_Texto de apoio_.
• • • • • • •

Nesta quarta-feira (25/09), Edgard Roquette-Pinto, fundador da radiodifusão no Brasil e patrono da comunicação pública, completaria 140 anos. Nascido no Rio de Janeiro em 1884, Roquette-Pinto foi médico, antropólogo e escritor, dedicando sua vida à promoção da comunicação voltada para a educação e a cultura do povo brasileiro.
Antes de criar a primeira emissora de rádio do país, a Rádio Sociedade do Rio de Janeiro, em 1923, ele percorreu diversas regiões do país. Como jovem médico recém-formado, trabalhou com o Marechal Cândido Rondon, explorando o Norte e o Oeste do Brasil, ainda pouco conhecidos.
O professor de comunicação e jornalista há mais de cinquenta anos, Gabriel Priolli, conta que foi ao observar Rondon espalhar linhas de telégrafo que Roquette-Pinto pensou que o aparelho poderia servir para a educação à distância. A ideia foi colocada em prática um ano após a celebração do primeiro centenário da Independência, em 1922, quando a radiotelegrafia chegou ao Brasil.

• • • • • • •

_Trechos de dados_.

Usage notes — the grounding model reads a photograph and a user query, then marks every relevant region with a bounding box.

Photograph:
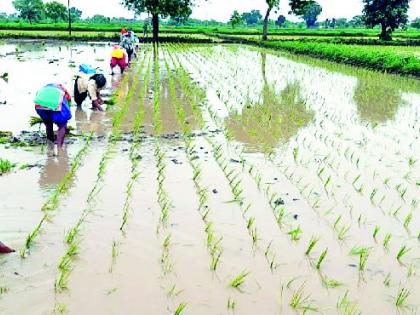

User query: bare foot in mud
[0,242,15,254]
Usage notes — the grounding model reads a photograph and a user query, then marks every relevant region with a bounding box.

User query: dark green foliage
[363,0,410,40]
[276,15,286,27]
[70,7,82,22]
[229,10,243,28]
[242,10,262,25]
[13,0,45,23]
[411,17,420,30]
[45,1,67,23]
[123,0,199,41]
[302,2,322,28]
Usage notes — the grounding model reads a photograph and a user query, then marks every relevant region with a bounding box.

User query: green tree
[411,18,420,29]
[262,0,314,40]
[336,18,349,28]
[229,10,243,28]
[12,0,44,23]
[301,2,322,28]
[123,0,199,42]
[263,0,280,40]
[89,14,111,24]
[70,7,83,22]
[45,1,67,23]
[276,15,286,27]
[349,15,365,27]
[363,0,410,40]
[242,10,262,25]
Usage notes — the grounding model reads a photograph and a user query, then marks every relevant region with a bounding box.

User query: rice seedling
[167,284,184,297]
[382,233,392,249]
[403,212,413,230]
[287,226,303,241]
[397,245,411,262]
[0,158,16,175]
[372,226,381,241]
[316,248,328,270]
[359,251,370,271]
[227,297,236,311]
[54,302,67,314]
[305,236,320,256]
[384,273,391,287]
[229,270,250,289]
[174,302,187,315]
[289,284,318,313]
[395,288,411,308]
[109,241,119,273]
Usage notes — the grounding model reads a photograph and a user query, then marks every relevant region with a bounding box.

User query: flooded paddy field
[0,43,420,314]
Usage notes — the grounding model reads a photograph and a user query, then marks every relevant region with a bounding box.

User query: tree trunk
[379,22,392,40]
[67,0,71,36]
[152,13,159,43]
[263,8,271,40]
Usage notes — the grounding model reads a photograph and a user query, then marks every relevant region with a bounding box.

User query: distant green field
[0,22,420,39]
[0,23,420,77]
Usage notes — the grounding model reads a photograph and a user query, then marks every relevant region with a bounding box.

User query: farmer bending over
[74,74,106,111]
[111,45,128,74]
[0,242,15,254]
[35,84,71,147]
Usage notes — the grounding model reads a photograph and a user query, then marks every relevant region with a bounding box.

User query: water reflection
[38,146,70,190]
[225,52,314,151]
[74,107,108,136]
[353,74,405,124]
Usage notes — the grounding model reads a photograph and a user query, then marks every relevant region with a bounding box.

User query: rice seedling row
[55,53,144,296]
[167,43,420,314]
[166,45,352,314]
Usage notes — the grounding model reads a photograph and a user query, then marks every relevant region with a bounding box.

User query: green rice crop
[0,158,16,175]
[229,270,250,289]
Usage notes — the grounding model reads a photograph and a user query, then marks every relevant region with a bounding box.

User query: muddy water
[0,43,420,314]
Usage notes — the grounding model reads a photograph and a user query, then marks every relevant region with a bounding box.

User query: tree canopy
[302,2,322,28]
[363,0,410,40]
[229,10,243,28]
[411,18,420,29]
[12,0,44,23]
[45,1,67,22]
[70,7,82,21]
[242,10,262,25]
[262,0,315,40]
[123,0,199,41]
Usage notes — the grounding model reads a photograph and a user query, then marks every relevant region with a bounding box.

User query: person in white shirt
[74,74,106,111]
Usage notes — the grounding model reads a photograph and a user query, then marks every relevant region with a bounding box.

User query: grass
[395,288,411,308]
[0,158,16,175]
[305,236,319,256]
[229,270,250,289]
[220,37,420,77]
[316,248,328,270]
[289,284,318,314]
[174,302,187,315]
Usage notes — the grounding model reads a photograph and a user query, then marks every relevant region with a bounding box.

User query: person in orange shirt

• • • • • • •

_Tarefas e exercícios_.
[1] Edite o texto sobre Roquette-Pinto de "Antes de criar" até "ainda pouco conhecidos.", inclusive, e troque "percorreu" por "visitou".
[2] Segundo o texto sobre Roquette-Pinto, qual foi a primeira emissora de rádio do país que ele criou, e em que ano?

_Respostas das tarefas_.
[1]
Antes de criar a primeira emissora de rádio do país, a Rádio Sociedade do Rio de Janeiro, em 1923, ele visitou diversas regiões do país. Como jovem médico recém-formado, trabalhou com o Marechal Cândido Rondon, explorando o Norte e o Oeste do Brasil, ainda pouco conhecidos.

[2] A Rádio Sociedade do Rio de Janeiro, em 1923.